◆ Supplied passage
--- begin ---

Kasol, or also known as Mini-Israel, is a backpacker's paradise. Situated in the beautiful Parvati Valley in the Kullu district of Himachal Pradesh, this quaint town has everything to offer for someone who's just started traveling to the mountains; good connectivity, cheap accommodation, beautiful views, amazing food, a reason it's a hit with youngsters both local and foreign (Israelis in particular)
This trip will show how me and my friends explored this lovely place bit by bit and grew in love with it.
Being in close proximity to Uttarakhand and Himachal Pradesh, Delhiites enjoy a good dose of Himalayan trips. Me and two of my friends chose Kasol for its relatively laid-back nature and the almost legendary status it commands from the youth.
We boarded an overnight bus to Manali and began our journey. Mostly slept through the night save for a break in a local dhaba.

--- end ---

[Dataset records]

--- begin ---

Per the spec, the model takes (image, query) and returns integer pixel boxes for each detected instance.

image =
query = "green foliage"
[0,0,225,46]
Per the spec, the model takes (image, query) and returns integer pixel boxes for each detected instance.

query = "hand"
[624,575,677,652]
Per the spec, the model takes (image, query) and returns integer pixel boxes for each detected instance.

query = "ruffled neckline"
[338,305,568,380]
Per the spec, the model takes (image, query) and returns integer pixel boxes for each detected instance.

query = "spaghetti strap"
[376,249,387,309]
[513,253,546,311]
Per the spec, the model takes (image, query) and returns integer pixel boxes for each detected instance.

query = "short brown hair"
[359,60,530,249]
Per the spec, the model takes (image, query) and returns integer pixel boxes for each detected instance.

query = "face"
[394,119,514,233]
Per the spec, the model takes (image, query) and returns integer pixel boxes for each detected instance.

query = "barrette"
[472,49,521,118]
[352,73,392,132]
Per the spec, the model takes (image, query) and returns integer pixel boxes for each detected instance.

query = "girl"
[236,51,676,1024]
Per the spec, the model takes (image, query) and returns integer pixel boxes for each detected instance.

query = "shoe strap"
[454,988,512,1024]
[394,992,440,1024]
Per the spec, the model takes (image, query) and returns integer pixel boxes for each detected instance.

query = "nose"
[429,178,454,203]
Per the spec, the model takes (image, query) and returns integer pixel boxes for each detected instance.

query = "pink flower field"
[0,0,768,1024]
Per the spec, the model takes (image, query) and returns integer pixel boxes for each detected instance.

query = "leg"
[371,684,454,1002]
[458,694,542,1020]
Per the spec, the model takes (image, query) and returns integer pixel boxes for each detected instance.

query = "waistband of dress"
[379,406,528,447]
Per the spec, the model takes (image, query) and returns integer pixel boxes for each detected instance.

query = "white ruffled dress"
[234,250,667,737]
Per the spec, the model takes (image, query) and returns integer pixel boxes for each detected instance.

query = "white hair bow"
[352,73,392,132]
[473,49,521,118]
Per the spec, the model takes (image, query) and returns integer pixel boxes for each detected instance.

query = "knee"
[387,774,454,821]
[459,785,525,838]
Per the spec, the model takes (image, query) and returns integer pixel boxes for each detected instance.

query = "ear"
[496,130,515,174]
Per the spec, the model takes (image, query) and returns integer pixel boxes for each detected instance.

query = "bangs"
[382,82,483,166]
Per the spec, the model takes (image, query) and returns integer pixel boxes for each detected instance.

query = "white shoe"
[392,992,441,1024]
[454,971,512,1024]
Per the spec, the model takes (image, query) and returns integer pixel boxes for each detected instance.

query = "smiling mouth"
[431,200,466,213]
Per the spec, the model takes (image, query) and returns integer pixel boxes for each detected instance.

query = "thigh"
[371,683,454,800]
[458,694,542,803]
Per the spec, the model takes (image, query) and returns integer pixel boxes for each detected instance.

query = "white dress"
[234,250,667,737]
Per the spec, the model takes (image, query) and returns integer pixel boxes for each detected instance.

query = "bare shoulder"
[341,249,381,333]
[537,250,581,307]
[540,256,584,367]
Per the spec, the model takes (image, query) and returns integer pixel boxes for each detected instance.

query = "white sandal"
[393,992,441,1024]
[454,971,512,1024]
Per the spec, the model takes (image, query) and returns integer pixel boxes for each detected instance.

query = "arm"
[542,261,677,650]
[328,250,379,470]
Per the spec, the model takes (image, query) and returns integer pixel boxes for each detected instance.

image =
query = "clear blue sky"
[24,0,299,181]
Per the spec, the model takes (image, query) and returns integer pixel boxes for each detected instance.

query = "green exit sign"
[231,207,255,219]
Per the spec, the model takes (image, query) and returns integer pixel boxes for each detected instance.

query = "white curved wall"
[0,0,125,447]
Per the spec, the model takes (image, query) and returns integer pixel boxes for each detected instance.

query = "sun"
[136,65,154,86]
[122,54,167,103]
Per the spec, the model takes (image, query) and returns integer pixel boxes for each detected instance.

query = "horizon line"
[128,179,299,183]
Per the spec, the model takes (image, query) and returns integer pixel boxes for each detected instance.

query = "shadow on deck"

--- end ---

◆ Instructions for the task
Reproduce the Kasol travel piece starting with "Kasol, or also" and going on through "love with it.", replacing "backpacker's paradise" with "traveler's haven".

◆ Exercise response
Kasol, or also known as Mini-Israel, is a traveler's haven. Situated in the beautiful Parvati Valley in the Kullu district of Himachal Pradesh, this quaint town has everything to offer for someone who's just started traveling to the mountains; good connectivity, cheap accommodation, beautiful views, amazing food, a reason it's a hit with youngsters both local and foreign (Israelis in particular)
This trip will show how me and my friends explored this lovely place bit by bit and grew in love with it.